**Complete the following**.
1. Answer these questions from the webatlas-pipeline thread.
(a) What name was given to the new metadata created in the visum dataset?
(b) In the json that dannda sent, what replaced "var/is_null" as the example feature filter path?
(c) After loading the updated file, what could ashishjain1988 see?
2. Rewrite the webatlas-pipeline thread, starting with "ashishjain1988 commented 5" and going on through "one omics type)?", and swap "updated file" for "revised file".
3. Write what comes next in the webatlas-pipeline thread, picking up after its last sentence.

Please find attached the output json file after the webatlas-pipeline multi omics run. I also checked the generated zarr directories and both of them have the respective meta datas (also in the final zarr directory after multi omics run). p262_Multimodal-multimodal-config.json

For the extend_feature_name param, I created a new metadata in the visum dataset with name cell.idents.L1 and use that as the extend_feature_name as it is also present in the scRNASeq data.

dannda commented 5 days ago

Thanks @ashishjain1988 I'm trying to figure out where exactly the issue is occurring as I think it is params not being passed properly through the different functions, given that you're getting null as the feature name In the meantime, could you try loading with this json instead? I only manually changed where it stated null as the feature, like "featureFilterPath": "var/is_null" to the actual names from your data (eg "featureFilterPath": "var/is_cell.idents.L1") in case they got written correctly and it was only the config generation that is faulty

ashishjain1988 commented 5 days ago

Hi @dannda ,

Thank you for the updated file! It worked! I am now able to see the intersected cell types. However, can we also show all the cell types on webatlas in the list (eg. cell types that are specific to one omics type)?

**Dataset extract**.
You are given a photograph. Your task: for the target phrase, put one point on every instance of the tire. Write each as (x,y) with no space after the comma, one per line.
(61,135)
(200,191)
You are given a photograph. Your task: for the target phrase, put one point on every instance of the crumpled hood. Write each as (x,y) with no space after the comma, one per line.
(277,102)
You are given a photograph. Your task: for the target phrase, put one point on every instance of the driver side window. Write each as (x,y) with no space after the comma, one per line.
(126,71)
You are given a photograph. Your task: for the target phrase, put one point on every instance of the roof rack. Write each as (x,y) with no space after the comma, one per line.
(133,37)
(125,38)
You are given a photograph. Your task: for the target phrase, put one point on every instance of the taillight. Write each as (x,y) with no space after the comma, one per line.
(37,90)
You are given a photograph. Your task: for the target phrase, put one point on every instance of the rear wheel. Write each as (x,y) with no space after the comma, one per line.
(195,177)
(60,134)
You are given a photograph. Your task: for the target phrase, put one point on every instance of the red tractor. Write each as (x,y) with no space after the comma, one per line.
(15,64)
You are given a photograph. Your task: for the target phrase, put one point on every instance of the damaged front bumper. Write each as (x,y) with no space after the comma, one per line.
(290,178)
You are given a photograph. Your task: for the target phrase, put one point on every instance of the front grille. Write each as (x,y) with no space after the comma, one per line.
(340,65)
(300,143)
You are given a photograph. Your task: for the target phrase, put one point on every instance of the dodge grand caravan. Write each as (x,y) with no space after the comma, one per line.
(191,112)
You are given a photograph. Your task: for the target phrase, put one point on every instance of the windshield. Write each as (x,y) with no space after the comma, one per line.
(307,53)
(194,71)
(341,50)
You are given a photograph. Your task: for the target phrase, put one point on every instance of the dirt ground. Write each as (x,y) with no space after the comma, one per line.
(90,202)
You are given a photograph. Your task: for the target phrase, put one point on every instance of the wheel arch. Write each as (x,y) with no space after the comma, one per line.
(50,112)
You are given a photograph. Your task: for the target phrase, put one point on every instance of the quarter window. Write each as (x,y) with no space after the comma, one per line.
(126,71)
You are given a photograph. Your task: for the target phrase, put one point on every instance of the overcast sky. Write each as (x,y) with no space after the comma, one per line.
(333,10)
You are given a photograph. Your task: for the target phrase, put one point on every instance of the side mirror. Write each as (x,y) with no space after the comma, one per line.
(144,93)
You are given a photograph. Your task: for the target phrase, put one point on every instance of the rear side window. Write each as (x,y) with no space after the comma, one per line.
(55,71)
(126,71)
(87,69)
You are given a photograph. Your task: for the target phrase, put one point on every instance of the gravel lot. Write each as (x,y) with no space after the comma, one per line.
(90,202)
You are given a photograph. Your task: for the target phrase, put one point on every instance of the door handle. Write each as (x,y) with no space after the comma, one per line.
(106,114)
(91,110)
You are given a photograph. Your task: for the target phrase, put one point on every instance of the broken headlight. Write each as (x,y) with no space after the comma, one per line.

**Task-by-task outputs**.
1.
(a) cell.idents.L1
(b) "var/is_cell.idents.L1"
(c) The intersected cell types.

2.
ashishjain1988 commented 5 days ago

Hi @dannda ,

Thank you for the revised file! It worked! I am now able to see the intersected cell types. However, can we also show all the cell types on webatlas in the list (eg. cell types that are specific to one omics type)?

3.
dannda commented 4 days ago

Glad to hear that! On showing all celltypes of one omics type, that can't be done, unfortunately, the multimodal pipeline will compute the intersection so missing data in one modality doesn't come across misleadingly as not expressed/present You could manually force this if you add the data to the modality that does not have it before putting it through the pipeline. Note that for the selection to work correctly across modalities they do need to have the same features even if they are filled with 0s in one of them. If one of them has more or less features, then selection will display the wrong data on them. Or having a separate non-multimodal visualisation for that specific modality only to display its full data

ashishjain1988 commented 4 days ago

Thank you for the help!